- [Exercise requirements]
**A.** In the article on Alberta's first COVID-19 death, substitute "Calgary" for "Edmonton" and give everything from "The man, with" down to "via community transmission.".
**B.** Proceed with the article on Alberta's first COVID-19 death, writing on from its final sentence.

- [Supplied passage]
BOW VALLEY – A man in his 60s is the first COVID-19 coronavirus related death in Alberta.
The province's Chief Medical Officer of Health Dr. Deena Hinshaw made the announcement on Thursday (March 19).
The man, with underlying medical conditions, was admitted to an intensive care unit (ICU) in Edmonton and died late Wednesday evening (March 18).
“This is extremely sad news,” Hinshaw said. “As heartbreaking as this news is, it was expected. This is a dangerous virus.”
The patient had no ties to travel and appears to have acquired the virus via community transmission.
Hinshaw said there are 27 new cases of COVID-19 in the province, bringing the total number of diagnosed cases to 146. It is suspected that up to eight of these diagnoses occurred through community transmission.
The reported COVID-19 death comes two weeks after the first confirmed case of COVID-19 appeared in the province.

- [Given records]
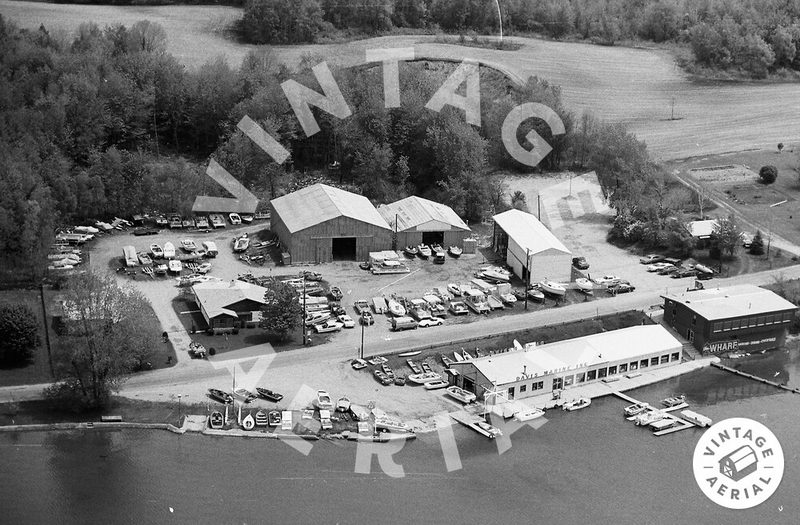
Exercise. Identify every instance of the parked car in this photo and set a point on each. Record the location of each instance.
(361, 306)
(431, 321)
(269, 395)
(656, 266)
(666, 270)
(606, 279)
(145, 231)
(347, 321)
(652, 258)
(580, 263)
(620, 287)
(683, 272)
(328, 326)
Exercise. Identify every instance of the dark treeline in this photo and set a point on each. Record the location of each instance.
(754, 36)
(106, 123)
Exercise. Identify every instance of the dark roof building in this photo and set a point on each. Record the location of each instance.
(420, 221)
(321, 223)
(743, 317)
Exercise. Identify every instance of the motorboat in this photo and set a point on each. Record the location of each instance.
(674, 401)
(343, 404)
(219, 395)
(577, 404)
(636, 408)
(552, 287)
(269, 395)
(188, 245)
(261, 419)
(528, 414)
(324, 400)
(584, 284)
(169, 250)
(216, 420)
(426, 377)
(274, 418)
(244, 394)
(241, 243)
(465, 396)
(248, 422)
(395, 308)
(649, 416)
(695, 418)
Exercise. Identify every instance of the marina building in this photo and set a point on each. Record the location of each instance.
(321, 223)
(540, 369)
(743, 317)
(229, 305)
(419, 221)
(528, 246)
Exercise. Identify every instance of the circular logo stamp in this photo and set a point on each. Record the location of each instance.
(738, 463)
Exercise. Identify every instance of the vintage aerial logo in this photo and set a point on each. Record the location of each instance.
(738, 463)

- [Your responses]
**A.**
The man, with underlying medical conditions, was admitted to an intensive care unit (ICU) in Calgary and died late Wednesday evening (March 18).
“This is extremely sad news,” Hinshaw said. “As heartbreaking as this news is, it was expected. This is a dangerous virus.”
The patient had no ties to travel and appears to have acquired the virus via community transmission.

**B.**
Hinshaw said Alberta Health Services is aware of the types of underlying conditions that can lead to severe outcomes for those infected with the virus. These conditions include hypertension, diabetes, heart conditions and chronic breathing conditions. Those over the age of 65 also face a higher risk from COVID-19.
“We know that people who are older, who have medical conditions, have a higher risk of severe outcomes and death … but sometimes, younger people can still have severe outcomes and death,” Hinshaw said.
“This is not something to be taken likely – that chain of transmission can cause deaths, ICU admissions, hospitalizations. We’re all in this together.”
Hinshaw noted there have been at least two patients diagnosed with COVID-19 who have gone on to fully recover.
At this time it is difficult to determine how many more deaths, cases and hospitalizations are expected, Hinshaw said, explaining it will come down to how hard Albertans work to collectively prevent the spread of the virus.
“[We need] to flatten that curve and make sure that we are limiting the transmission of the virus,” Hinshaw said. “My goal is to keep it as low as possible.”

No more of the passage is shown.